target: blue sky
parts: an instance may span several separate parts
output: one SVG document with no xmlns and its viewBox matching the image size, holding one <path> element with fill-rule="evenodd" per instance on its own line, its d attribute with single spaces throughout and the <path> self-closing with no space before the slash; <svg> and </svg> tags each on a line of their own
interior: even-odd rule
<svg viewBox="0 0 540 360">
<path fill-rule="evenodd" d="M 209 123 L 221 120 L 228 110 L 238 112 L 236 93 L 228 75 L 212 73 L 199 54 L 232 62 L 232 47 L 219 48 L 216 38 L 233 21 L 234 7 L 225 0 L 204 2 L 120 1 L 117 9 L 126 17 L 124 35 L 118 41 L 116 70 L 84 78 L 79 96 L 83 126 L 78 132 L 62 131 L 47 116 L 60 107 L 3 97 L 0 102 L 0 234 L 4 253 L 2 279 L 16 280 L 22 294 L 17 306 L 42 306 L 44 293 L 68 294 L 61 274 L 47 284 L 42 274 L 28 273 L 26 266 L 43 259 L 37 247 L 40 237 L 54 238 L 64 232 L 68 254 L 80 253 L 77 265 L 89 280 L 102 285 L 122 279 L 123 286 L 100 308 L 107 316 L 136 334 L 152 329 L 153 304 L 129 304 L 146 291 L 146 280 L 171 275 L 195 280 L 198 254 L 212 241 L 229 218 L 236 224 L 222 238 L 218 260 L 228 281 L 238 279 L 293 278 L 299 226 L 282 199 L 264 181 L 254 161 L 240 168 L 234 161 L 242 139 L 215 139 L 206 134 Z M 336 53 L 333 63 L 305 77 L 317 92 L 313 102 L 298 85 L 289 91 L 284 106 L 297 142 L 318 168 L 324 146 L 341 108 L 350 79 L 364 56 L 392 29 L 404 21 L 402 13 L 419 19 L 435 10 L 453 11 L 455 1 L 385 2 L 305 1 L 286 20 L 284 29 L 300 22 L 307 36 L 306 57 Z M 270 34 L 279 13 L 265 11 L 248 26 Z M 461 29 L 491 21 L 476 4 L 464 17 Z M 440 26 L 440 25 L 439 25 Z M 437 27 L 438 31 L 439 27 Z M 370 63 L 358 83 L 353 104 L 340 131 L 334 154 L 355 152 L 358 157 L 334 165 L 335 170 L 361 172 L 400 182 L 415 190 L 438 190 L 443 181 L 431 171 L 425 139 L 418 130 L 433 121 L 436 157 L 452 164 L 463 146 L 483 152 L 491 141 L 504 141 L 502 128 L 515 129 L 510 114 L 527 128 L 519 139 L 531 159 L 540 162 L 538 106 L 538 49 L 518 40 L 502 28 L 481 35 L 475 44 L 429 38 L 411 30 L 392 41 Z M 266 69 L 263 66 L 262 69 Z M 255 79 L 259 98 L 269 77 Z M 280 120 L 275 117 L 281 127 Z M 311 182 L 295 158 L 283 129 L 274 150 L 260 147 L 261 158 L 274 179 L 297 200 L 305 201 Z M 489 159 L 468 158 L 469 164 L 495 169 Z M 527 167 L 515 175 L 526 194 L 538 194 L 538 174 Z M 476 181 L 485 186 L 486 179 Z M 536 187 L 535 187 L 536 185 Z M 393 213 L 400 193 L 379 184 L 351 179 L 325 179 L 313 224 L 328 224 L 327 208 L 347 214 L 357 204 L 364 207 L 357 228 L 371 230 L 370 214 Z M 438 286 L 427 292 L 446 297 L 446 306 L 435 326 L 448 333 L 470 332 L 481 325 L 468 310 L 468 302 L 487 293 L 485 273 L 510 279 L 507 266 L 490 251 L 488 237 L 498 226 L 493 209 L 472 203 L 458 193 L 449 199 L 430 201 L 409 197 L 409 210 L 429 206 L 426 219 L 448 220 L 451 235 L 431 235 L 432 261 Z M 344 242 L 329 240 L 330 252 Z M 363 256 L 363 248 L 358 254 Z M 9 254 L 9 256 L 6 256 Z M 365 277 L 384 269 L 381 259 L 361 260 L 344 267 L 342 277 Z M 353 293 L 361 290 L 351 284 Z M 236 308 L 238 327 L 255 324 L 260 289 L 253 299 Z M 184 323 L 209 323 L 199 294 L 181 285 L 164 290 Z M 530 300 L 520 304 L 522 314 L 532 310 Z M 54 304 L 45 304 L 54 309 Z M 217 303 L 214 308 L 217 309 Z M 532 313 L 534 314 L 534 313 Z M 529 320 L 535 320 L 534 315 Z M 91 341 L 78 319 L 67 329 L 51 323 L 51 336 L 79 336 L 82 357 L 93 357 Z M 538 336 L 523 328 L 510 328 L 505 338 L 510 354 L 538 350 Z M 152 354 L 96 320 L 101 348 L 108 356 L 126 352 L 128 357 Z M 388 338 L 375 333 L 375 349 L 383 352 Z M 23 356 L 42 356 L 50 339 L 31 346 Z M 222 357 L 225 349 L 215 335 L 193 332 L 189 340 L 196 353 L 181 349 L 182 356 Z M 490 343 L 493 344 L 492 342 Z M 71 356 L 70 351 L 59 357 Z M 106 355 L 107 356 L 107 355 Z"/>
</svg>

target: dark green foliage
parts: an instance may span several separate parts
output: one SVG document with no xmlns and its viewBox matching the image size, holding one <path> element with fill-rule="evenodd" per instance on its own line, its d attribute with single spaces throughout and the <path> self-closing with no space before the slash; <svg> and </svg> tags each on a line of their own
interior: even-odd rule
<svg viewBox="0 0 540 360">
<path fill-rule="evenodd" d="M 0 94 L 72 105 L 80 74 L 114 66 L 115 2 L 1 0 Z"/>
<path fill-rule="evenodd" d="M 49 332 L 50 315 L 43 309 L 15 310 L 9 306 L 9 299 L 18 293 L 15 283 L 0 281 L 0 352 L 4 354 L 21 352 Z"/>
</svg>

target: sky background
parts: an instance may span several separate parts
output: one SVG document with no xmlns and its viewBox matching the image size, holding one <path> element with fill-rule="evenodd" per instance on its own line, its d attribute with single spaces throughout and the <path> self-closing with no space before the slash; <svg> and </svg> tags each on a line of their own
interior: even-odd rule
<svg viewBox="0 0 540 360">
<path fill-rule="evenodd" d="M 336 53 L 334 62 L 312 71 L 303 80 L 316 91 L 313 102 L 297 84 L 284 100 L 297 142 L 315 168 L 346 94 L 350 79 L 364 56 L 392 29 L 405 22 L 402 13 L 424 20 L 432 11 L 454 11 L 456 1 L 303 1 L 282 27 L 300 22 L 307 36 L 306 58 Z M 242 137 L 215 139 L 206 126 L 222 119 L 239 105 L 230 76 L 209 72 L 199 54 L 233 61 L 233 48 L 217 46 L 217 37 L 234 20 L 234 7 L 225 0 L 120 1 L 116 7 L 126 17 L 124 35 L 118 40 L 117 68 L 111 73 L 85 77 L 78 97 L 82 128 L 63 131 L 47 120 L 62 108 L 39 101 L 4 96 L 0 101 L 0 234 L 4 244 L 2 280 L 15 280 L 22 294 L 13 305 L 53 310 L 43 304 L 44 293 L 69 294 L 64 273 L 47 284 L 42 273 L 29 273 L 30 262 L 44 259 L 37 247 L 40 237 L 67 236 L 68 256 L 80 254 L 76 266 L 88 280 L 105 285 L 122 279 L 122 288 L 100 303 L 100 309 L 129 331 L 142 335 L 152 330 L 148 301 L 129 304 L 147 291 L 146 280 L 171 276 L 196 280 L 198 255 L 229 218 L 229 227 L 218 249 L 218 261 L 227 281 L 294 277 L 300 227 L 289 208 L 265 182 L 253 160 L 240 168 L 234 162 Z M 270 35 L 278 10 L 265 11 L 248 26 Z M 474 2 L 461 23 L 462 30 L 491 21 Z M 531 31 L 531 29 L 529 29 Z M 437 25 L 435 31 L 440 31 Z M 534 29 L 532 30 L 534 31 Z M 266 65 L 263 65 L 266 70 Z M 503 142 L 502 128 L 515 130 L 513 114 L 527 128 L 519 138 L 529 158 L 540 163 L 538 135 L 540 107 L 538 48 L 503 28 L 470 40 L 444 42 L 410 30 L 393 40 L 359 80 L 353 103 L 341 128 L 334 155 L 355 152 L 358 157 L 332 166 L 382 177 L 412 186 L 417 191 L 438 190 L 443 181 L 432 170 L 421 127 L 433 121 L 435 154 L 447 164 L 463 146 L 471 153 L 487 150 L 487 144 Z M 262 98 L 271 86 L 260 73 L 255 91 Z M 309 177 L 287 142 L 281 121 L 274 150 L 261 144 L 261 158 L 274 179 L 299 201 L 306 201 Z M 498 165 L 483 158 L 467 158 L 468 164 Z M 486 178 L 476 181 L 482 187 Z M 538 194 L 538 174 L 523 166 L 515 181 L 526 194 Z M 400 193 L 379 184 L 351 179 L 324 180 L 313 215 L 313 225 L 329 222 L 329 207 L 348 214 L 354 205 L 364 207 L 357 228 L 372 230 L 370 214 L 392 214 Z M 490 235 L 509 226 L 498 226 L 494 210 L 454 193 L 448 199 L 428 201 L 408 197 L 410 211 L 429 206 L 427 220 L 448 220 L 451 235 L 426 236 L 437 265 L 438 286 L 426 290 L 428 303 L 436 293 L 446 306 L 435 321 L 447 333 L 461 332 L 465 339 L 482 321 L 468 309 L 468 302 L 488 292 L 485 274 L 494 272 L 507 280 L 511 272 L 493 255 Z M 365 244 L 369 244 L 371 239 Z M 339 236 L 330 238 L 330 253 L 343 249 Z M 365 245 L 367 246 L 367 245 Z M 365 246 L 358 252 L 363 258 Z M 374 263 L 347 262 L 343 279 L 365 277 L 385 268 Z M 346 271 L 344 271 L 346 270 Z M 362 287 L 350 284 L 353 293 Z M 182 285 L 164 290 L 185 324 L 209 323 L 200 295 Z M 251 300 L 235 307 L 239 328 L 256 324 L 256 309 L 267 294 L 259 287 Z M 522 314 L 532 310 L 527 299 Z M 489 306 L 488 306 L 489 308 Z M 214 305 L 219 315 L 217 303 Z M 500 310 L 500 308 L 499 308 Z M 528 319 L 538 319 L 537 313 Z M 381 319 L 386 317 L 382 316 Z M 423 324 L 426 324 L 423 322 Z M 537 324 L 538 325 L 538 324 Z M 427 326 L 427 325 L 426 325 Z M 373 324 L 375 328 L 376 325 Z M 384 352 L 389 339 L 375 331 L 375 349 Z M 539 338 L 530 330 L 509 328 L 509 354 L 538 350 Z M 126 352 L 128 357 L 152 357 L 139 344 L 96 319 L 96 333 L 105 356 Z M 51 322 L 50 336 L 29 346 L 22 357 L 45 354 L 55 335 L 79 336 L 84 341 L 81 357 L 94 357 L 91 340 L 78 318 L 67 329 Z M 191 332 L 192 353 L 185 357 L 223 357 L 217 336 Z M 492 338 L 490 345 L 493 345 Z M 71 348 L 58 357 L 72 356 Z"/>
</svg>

——————

I need every line from the material that contains the word "target".

target: blue sky
target: dark green foliage
target: sky background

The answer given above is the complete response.